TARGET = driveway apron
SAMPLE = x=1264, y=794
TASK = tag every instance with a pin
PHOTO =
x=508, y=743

-------

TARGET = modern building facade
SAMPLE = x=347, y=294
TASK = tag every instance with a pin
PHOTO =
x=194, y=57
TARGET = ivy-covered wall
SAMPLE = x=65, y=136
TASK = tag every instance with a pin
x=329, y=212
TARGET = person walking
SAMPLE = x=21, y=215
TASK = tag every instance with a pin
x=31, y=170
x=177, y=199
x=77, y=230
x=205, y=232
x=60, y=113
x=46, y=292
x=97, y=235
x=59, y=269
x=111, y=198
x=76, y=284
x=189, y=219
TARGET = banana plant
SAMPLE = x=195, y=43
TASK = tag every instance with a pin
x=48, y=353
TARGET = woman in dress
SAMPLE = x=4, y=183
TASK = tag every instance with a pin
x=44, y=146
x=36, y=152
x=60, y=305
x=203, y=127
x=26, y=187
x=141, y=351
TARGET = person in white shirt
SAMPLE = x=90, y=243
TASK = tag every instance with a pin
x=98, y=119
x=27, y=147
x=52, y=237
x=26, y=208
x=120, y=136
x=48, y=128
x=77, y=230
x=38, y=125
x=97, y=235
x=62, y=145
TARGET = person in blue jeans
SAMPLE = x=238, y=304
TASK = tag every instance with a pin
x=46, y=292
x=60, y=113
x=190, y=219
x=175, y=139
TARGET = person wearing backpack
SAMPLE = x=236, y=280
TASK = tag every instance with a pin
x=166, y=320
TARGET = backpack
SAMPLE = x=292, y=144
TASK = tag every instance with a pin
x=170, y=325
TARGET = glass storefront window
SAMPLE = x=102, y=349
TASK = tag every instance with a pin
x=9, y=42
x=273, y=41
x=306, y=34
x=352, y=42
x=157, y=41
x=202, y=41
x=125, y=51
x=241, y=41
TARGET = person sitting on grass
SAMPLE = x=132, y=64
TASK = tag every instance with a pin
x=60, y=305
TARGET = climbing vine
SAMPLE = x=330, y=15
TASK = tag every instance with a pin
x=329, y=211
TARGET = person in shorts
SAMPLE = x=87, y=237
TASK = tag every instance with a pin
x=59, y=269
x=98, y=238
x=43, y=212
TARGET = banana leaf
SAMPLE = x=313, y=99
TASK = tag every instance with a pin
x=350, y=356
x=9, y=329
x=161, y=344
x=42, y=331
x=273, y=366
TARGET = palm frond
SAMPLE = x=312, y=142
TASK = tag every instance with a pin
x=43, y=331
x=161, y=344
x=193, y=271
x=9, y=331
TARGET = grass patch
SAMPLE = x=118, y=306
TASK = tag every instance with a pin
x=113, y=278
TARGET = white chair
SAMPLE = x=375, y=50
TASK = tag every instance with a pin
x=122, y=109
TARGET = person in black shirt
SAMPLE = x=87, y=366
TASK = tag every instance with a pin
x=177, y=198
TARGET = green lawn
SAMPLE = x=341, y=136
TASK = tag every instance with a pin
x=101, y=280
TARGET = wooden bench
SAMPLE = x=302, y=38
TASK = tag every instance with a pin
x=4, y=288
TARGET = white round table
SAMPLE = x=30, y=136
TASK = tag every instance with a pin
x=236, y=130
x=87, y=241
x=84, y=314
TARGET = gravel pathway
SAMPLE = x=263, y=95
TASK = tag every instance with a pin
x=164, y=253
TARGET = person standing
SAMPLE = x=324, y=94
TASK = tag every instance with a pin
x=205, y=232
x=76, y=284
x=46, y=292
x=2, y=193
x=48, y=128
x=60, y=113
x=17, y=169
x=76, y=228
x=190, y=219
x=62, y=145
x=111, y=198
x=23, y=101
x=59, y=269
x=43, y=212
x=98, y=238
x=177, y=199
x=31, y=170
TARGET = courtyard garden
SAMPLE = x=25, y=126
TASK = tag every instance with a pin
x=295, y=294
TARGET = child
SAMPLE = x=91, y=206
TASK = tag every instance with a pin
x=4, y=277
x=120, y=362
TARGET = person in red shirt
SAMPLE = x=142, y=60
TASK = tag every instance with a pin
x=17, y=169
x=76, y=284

-------

WORK TO COMPLETE: Give the count of lines in the listing where the word "banana" occurs, with no further words.

EXERCISE RESPONSE: 2